EXCERPTED PASSAGE -
Adjusted to EBITDA for 2025 is expected at approximately $455 million for the full year.
And of course, for those who want to consider the value of goodwill tax asset adjustment, you would add that amount.
So, with those comments, I will conclude, and I'll turn it back over to Jerry.
Jerome Grisko - President, Chief Executive Officer, Director
Thank you, Ware.
Now turning to our acquisition of Markham, I'd like to discuss some of the early progress we're making on integration.
This acquisition creates tremendous opportunities for us, propelling us to the seventh largest accounting firm in the US, expanding our capabilities and service offerings, strengthening our market position and brand, and accelerating our long-term growth strategy.
Now just four months into the integration process, work is underway to realize many of the benefits and opportunities we anticipated as a result of this transaction.
We recently held a town hall meeting for our team members where I outlined priorities for the year as integration, people, cultural alignment, and growth.
Today I want to provide an update of our progress in each of these areas starting with integration.
As we discussed on our last call, given the size and scope of this transaction, we established an integration management office to guide our process and ensure that we are hitting the milestones within our overall timeframe.
The IMO helps to support multiple work streams led by leaders and teams from across the company.
Focused on identifying how we can truly bring the concept of stronger together to life.
Within each of the integration workstreams, these groups are taking a best of both approach to craft a path forward that leverages the collective strength of both organizations.
I am pleased to report that we're making excellent progress with strong cooperation and collaboration across our teams and a shared commitment to achieving our milestones, including the anticipated synergies.
While we don't expect to fully realize many of these synergies until starting in 2026, our focus this year will be to identify the synergies and begin to execute on the plan.
At the same time, we remain laser focused on our clients and continuing to deliver the exceptional services they rely on us for.
We're now in busy season for our accounting and tax services business, and we're being very intentional about the pace of integration, while at the same time minimizing disruption to allow our professionals to focus on client work and deadlines during this important time of year.
That said, there's still a great deal of work happening behind the scenes, including alignment of key business functions and the standardizations of policies and processes.
We're also developing our timeline for integration of key systems, which will enable further integration of our day to day operations.
In terms of people, much of the work since closed is focused on organizational redesign, bringing our teams together, and identifying our future leaders.
For example, we've organized our accounting and tax business into six geographic regions and named the leader for each one, three coming from Legacy CBIZ and three coming from Legacy Markham.
Recently, we identified six industry leaders to shape our go to market strategy and align our service and solutions around key industries.

Stored entries

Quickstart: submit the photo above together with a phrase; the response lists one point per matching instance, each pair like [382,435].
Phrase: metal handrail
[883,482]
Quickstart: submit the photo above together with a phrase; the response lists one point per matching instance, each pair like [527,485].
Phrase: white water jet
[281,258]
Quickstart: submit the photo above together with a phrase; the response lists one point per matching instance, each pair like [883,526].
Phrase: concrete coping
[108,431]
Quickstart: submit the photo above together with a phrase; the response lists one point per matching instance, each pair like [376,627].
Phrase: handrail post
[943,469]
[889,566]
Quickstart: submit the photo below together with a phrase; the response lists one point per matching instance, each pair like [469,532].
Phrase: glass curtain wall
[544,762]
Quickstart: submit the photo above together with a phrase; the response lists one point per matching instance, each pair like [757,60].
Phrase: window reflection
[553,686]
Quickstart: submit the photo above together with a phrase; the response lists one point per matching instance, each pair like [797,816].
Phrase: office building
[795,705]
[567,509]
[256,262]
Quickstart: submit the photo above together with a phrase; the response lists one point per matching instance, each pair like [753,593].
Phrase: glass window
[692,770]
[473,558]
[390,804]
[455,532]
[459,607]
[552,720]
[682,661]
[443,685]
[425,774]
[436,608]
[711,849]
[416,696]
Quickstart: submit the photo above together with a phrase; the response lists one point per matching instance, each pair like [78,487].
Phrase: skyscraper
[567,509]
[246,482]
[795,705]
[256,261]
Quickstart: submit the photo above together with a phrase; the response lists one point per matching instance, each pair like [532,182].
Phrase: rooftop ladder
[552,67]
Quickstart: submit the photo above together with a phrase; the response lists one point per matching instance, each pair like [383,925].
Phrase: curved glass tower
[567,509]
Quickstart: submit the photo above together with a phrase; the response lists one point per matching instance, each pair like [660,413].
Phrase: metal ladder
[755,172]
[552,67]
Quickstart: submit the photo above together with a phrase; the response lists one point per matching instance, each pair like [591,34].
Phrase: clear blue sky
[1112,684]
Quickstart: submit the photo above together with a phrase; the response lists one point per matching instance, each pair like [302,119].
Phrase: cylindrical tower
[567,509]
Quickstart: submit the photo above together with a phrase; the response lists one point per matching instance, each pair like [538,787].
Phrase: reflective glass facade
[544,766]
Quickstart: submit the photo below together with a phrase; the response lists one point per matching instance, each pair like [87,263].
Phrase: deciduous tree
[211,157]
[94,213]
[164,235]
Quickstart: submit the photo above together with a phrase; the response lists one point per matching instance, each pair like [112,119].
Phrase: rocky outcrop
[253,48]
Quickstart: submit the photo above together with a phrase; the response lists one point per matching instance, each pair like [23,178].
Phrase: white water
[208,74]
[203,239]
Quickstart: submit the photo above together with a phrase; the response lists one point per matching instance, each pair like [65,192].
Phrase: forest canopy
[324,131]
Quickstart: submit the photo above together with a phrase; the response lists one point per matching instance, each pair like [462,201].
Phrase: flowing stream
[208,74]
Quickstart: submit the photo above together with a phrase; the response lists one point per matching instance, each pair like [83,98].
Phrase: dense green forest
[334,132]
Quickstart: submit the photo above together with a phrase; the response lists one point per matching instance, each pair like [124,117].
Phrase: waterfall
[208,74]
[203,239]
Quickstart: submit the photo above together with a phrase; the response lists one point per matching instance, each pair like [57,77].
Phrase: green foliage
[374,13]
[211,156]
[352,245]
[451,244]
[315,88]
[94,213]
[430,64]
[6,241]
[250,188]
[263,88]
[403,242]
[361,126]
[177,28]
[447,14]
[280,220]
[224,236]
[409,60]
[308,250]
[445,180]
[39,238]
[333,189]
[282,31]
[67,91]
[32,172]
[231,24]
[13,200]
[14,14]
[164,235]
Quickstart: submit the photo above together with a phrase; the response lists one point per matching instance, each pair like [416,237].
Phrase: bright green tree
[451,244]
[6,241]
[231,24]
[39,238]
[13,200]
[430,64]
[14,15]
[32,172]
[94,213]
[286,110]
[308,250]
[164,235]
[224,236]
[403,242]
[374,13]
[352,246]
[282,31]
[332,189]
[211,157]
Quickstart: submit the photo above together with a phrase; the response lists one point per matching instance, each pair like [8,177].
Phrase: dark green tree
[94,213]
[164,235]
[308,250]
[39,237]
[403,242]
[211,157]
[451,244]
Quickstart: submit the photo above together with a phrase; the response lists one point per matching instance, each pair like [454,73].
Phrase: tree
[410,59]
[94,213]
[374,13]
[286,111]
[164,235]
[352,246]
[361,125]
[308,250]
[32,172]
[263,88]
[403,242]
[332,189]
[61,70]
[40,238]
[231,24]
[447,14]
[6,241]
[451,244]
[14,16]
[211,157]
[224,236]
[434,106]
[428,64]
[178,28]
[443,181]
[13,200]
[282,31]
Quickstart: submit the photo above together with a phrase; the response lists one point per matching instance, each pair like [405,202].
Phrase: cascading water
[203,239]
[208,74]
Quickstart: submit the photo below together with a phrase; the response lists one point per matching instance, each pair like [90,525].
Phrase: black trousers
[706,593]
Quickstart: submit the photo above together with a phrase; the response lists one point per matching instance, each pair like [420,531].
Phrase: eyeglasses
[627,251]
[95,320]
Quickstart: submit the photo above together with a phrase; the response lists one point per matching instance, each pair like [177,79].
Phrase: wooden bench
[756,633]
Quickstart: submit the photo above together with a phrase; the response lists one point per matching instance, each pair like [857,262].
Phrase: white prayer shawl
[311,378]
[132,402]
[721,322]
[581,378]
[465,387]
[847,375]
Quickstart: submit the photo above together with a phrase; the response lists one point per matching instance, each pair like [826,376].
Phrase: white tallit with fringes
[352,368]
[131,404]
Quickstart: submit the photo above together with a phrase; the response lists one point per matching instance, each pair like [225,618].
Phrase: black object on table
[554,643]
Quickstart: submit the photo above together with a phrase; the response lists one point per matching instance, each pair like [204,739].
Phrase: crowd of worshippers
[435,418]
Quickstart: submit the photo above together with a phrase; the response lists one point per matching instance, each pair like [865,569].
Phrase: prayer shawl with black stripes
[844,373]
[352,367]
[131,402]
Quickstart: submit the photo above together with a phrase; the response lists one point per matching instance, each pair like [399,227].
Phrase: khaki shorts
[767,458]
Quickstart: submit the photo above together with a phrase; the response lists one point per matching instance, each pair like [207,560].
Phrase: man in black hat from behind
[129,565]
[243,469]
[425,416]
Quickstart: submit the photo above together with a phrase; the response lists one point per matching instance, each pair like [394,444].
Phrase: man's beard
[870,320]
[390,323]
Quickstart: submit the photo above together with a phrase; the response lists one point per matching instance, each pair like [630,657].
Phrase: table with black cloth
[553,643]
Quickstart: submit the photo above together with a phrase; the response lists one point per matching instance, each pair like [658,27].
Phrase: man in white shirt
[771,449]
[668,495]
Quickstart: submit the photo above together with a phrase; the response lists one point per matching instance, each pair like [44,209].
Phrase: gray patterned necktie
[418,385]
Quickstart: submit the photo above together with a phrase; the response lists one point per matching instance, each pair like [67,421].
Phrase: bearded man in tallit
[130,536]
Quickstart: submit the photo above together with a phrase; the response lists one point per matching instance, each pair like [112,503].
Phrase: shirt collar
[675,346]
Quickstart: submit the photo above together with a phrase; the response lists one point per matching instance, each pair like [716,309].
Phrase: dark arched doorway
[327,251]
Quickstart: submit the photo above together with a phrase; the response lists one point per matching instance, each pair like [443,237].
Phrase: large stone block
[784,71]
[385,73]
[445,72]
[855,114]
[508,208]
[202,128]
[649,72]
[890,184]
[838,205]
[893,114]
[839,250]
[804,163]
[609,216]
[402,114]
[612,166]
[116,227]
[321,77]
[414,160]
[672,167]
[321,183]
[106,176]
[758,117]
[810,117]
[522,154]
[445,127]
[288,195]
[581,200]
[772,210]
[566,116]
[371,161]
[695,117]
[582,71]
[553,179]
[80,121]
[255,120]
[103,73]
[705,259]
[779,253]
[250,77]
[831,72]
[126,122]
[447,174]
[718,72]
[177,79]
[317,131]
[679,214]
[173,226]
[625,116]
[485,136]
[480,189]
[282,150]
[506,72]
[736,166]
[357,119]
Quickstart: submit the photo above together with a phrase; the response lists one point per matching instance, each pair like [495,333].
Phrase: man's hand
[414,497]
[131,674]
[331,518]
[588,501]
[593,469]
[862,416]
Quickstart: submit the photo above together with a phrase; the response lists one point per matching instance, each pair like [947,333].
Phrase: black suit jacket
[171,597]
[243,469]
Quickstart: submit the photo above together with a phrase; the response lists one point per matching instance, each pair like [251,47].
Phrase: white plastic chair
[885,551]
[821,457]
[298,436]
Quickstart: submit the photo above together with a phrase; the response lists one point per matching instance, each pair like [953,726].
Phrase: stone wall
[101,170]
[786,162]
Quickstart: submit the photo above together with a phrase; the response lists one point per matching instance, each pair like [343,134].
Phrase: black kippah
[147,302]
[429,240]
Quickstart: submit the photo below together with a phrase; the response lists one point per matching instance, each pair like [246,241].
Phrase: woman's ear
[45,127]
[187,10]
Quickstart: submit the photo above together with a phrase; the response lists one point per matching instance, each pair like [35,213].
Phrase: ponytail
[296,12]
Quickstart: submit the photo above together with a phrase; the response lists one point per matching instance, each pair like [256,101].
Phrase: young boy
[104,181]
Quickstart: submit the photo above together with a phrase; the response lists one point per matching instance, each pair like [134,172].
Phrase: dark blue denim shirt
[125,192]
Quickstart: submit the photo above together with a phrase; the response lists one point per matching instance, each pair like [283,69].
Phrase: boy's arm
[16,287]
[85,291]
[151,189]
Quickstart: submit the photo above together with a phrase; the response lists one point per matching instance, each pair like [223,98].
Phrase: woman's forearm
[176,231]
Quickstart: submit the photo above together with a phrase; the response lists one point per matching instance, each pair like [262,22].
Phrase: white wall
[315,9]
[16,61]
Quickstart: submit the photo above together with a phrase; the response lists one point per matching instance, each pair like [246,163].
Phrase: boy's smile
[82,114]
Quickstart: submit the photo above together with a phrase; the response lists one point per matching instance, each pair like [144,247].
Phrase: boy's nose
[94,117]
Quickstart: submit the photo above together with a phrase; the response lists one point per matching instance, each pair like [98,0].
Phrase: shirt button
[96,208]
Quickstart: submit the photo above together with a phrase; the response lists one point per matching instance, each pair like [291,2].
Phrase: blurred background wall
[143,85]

GOALS -
**a.** From the earnings call excerpt above, reproduce the passage starting with "Adjusted to EBITDA" and going on through "over to Jerry.".
**b.** Render this sentence from the earnings call excerpt in Spanish: "At the same time, we remain laser focused on our clients and continuing to deliver the exceptional services they rely on us for."

FULL SOLUTIONS -
**a.**
Adjusted to EBITDA for 2025 is expected at approximately $455 million for the full year.
And of course, for those who want to consider the value of goodwill tax asset adjustment, you would add that amount.
So, with those comments, I will conclude, and I'll turn it back over to Jerry.

**b.** Al mismo tiempo, seguimos enfocados de lleno en nuestros clientes y en continuar prestando los servicios excepcionales de los que dependen.